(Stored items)
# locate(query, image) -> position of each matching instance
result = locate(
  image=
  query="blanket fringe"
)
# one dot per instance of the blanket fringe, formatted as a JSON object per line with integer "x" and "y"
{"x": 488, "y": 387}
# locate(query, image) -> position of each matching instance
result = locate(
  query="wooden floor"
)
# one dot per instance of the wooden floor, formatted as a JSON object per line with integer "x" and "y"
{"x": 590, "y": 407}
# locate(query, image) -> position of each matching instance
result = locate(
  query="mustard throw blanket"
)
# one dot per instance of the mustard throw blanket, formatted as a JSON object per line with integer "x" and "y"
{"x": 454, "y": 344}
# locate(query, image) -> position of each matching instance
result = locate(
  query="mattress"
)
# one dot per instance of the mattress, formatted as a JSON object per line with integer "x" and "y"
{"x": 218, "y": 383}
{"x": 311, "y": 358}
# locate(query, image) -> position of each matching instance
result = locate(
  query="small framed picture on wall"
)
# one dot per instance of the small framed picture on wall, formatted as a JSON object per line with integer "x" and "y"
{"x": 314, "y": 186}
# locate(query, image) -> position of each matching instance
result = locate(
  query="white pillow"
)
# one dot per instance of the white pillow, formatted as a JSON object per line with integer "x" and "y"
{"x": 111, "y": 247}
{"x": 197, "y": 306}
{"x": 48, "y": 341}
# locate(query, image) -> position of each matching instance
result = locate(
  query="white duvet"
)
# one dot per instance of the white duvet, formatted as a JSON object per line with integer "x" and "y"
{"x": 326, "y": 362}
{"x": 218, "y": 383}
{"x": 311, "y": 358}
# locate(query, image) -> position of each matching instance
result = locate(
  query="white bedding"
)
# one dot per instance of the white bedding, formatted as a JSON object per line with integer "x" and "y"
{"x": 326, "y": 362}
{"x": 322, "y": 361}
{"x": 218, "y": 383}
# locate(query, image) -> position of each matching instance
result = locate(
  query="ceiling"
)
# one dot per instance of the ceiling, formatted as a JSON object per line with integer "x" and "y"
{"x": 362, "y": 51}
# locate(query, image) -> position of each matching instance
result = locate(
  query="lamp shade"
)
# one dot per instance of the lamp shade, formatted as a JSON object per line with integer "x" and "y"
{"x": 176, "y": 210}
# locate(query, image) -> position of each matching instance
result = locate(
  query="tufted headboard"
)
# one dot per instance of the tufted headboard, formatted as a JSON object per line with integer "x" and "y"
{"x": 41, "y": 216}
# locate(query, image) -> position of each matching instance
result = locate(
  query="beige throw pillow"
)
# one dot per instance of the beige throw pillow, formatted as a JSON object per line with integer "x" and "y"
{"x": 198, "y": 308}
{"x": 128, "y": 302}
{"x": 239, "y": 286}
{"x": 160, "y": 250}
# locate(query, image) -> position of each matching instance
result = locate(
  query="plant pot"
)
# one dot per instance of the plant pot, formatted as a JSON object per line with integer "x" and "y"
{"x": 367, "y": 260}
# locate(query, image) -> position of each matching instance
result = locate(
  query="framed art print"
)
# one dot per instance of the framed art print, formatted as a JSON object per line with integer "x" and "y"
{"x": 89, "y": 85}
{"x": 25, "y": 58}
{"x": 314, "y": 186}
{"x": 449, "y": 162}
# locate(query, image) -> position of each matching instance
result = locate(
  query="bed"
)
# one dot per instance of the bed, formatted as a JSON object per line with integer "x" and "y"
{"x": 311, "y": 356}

SET PROBLEM: List every line of the data above that contains the string "beige", treating uppercase and lowercase as different.

REPLY:
  query="beige throw pillow"
# one dot per instance of the beige throw pillow, formatted as a JSON object per line with integer "x" and "y"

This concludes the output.